▸ **Supplied text**:
In this example, the goal is to create a vector representation of a piece of art which allows us to measure how similar two or more artworks are. The first idea is to take the image of a piece and use a pre-trained image encoder with either a CNN or ViT architecture as discussed in the previous section.
A pre-trained image encoder is an encoder-decoder model that has already been trained on a large dataset of images to extract meaningful features from images. This gives the advantage of saving time as we do not have to train our own model.
We can also fine-tune this model with our specific data if we need to. This approach allows the model to generalise better to new data and can improve performance, especially when the target dataset is limited.
When extracting embeddings from these models we can remove the ‘decoder’ section of the model and the model’s output will be a vector for a given image.
Many pre-trained autoencoders exist such as ViTMAE on HuggingFace. Using these we can simply pass the model an image and receive a vector representation from it.
Image embedding improvements
Does it make sense, however, to use encoded images without any additional context? Is there a relationship between the content of the artwork (the image itself) and the demand for the art or artist, or is the demand driven by external factors such as its provenance, history and the current market conditions?

▸ **Extracted entries**:
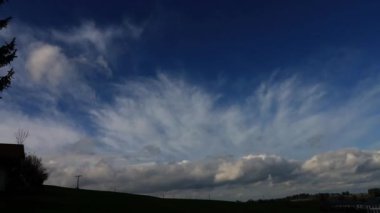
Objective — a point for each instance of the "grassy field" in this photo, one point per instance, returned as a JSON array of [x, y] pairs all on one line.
[[58, 199]]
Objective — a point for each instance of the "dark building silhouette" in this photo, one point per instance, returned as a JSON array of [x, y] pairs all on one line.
[[10, 157]]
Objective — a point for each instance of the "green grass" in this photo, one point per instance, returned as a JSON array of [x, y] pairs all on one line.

▸ **Tasks to complete**:
• 1. Pull out each line of the records that contains the string "dark", matching case exactly.
• 2. Carry on the passage about image embeddings for artwork from the point where it ends.

▸ **Answers below**:
• 1.
Objective — a point for each instance of the "dark building silhouette" in this photo, one point per instance, returned as a JSON array of [x, y] pairs all on one line.

• 2.
I’m sure you’ve heard at least one person say “a child could have drawn that" about a piece of abstract art that has gone for millions at auction. Therefore, the value of a painting (ignoring political factors and economic advantages for the buyer) is not determined only by its contents but also by external factors such as who made it, when it was made, and the meaning behind it. A person that buys a Gerhard Richter painting (see the photo below) is unlikely to buy a child's painting no matter how visually similar the paintings are.
Furthermore, not all art is static images. What do we do in the case that the artwork is a sculpture or other medium? Therefore adding additional features to the embedding is essential to capture the correct relationship for other tasks such as recommendation systems.
We can add additional features, assuming they are numeric or have been transformed into numeric features (e.g. categorical features using one-hot encoding) by concatenating them to the end of the embedding vector.
Embedding considerations
Depending on the features added the data can become sparse (sparse data refers to a data set in which a large portion of the values are missing or zero). When working with very sparse data, some similarity metrics such as Euclidean distance can break down and not work as effectively so caution should be used when adding features. Having more features is not always better.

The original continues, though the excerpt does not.